Problem requirements:
Report every line of the lines below that contains the string "target".

Exercise data:

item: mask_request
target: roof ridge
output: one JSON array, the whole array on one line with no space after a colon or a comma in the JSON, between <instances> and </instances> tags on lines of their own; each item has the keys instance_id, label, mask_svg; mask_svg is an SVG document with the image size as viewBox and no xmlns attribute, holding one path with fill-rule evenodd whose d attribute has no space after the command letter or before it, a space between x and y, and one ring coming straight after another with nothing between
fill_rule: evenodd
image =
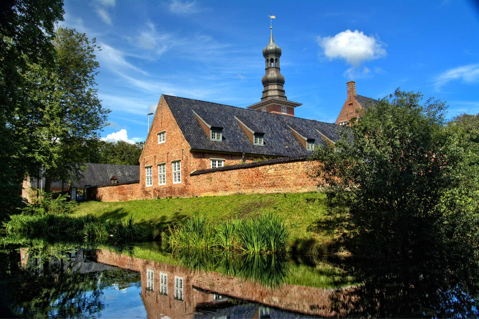
<instances>
[{"instance_id":1,"label":"roof ridge","mask_svg":"<svg viewBox=\"0 0 479 319\"><path fill-rule=\"evenodd\" d=\"M217 104L218 105L222 105L223 106L229 106L230 107L235 107L235 108L236 108L237 109L241 109L241 110L247 110L247 111L256 111L256 112L260 112L261 113L264 113L265 114L274 114L274 115L277 115L277 116L288 116L288 115L284 115L283 114L278 114L277 113L270 113L270 112L262 112L262 111L258 111L258 110L251 110L251 109L248 109L248 108L246 108L246 107L240 107L240 106L234 106L233 105L228 105L227 104L220 104L219 103L216 103L215 102L210 102L207 101L203 101L202 100L195 100L194 99L190 99L189 98L184 98L184 97L182 97L181 96L174 96L174 95L167 95L166 94L161 94L161 95L165 95L166 96L170 96L170 97L171 97L177 98L178 98L178 99L184 99L185 100L190 100L191 101L199 101L200 102L206 102L206 103L211 103L212 104ZM362 95L360 95L360 96L362 96ZM289 117L291 117L291 116L289 116ZM317 121L316 120L311 120L311 119L308 119L308 118L303 118L302 117L298 117L297 116L292 116L292 117L294 117L294 118L300 118L300 119L301 119L302 120L307 120L308 121L314 121L314 122L319 122L319 123L324 123L325 124L332 124L333 125L337 125L338 126L341 126L341 125L339 125L337 124L336 124L335 123L328 123L328 122L322 122L321 121Z\"/></svg>"},{"instance_id":2,"label":"roof ridge","mask_svg":"<svg viewBox=\"0 0 479 319\"><path fill-rule=\"evenodd\" d=\"M379 100L376 100L375 99L373 99L373 98L370 98L367 96L365 96L364 95L360 95L359 94L356 94L355 96L361 96L361 97L365 97L366 99L371 99L373 101L379 101Z\"/></svg>"}]
</instances>

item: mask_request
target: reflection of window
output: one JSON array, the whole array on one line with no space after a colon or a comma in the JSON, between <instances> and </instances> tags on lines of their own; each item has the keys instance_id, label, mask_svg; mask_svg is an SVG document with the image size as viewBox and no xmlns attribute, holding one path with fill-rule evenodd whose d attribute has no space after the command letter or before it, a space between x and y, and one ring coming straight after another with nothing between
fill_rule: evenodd
<instances>
[{"instance_id":1,"label":"reflection of window","mask_svg":"<svg viewBox=\"0 0 479 319\"><path fill-rule=\"evenodd\" d=\"M168 294L168 284L167 284L168 275L164 273L160 273L160 293L166 296Z\"/></svg>"},{"instance_id":2,"label":"reflection of window","mask_svg":"<svg viewBox=\"0 0 479 319\"><path fill-rule=\"evenodd\" d=\"M175 299L183 300L183 278L175 276Z\"/></svg>"},{"instance_id":3,"label":"reflection of window","mask_svg":"<svg viewBox=\"0 0 479 319\"><path fill-rule=\"evenodd\" d=\"M147 270L147 290L148 291L154 291L153 285L153 271L151 269Z\"/></svg>"},{"instance_id":4,"label":"reflection of window","mask_svg":"<svg viewBox=\"0 0 479 319\"><path fill-rule=\"evenodd\" d=\"M221 167L223 166L223 161L220 160L211 160L211 168Z\"/></svg>"},{"instance_id":5,"label":"reflection of window","mask_svg":"<svg viewBox=\"0 0 479 319\"><path fill-rule=\"evenodd\" d=\"M173 162L173 183L181 182L181 166L180 161Z\"/></svg>"},{"instance_id":6,"label":"reflection of window","mask_svg":"<svg viewBox=\"0 0 479 319\"><path fill-rule=\"evenodd\" d=\"M166 133L165 132L162 132L161 133L158 133L158 144L165 142L165 136L166 135Z\"/></svg>"},{"instance_id":7,"label":"reflection of window","mask_svg":"<svg viewBox=\"0 0 479 319\"><path fill-rule=\"evenodd\" d=\"M166 178L165 176L165 164L160 164L158 165L158 185L164 185L166 183Z\"/></svg>"},{"instance_id":8,"label":"reflection of window","mask_svg":"<svg viewBox=\"0 0 479 319\"><path fill-rule=\"evenodd\" d=\"M152 170L151 169L151 167L147 167L146 168L146 177L147 177L147 186L153 186L153 175L152 175Z\"/></svg>"},{"instance_id":9,"label":"reflection of window","mask_svg":"<svg viewBox=\"0 0 479 319\"><path fill-rule=\"evenodd\" d=\"M263 137L261 135L255 135L253 144L255 145L263 145Z\"/></svg>"},{"instance_id":10,"label":"reflection of window","mask_svg":"<svg viewBox=\"0 0 479 319\"><path fill-rule=\"evenodd\" d=\"M211 130L211 138L210 138L210 140L212 141L221 141L221 131Z\"/></svg>"}]
</instances>

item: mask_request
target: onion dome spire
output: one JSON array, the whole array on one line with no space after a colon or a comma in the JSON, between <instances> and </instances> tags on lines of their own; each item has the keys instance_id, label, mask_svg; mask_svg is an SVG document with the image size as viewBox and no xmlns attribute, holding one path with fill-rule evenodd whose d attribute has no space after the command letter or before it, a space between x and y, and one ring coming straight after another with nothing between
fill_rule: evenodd
<instances>
[{"instance_id":1,"label":"onion dome spire","mask_svg":"<svg viewBox=\"0 0 479 319\"><path fill-rule=\"evenodd\" d=\"M272 29L271 27L270 27ZM264 87L262 100L272 97L287 100L285 95L285 90L283 89L283 85L285 84L285 77L280 73L279 57L281 56L281 48L274 43L272 30L269 43L263 49L266 73L261 79L261 82Z\"/></svg>"}]
</instances>

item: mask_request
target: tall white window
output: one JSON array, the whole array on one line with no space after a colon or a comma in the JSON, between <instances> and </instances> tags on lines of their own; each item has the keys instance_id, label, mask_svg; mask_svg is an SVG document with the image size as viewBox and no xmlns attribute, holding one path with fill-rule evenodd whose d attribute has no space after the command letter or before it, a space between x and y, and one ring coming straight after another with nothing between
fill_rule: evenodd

Result:
target: roof ridge
target: reflection of window
target: onion dome spire
target: tall white window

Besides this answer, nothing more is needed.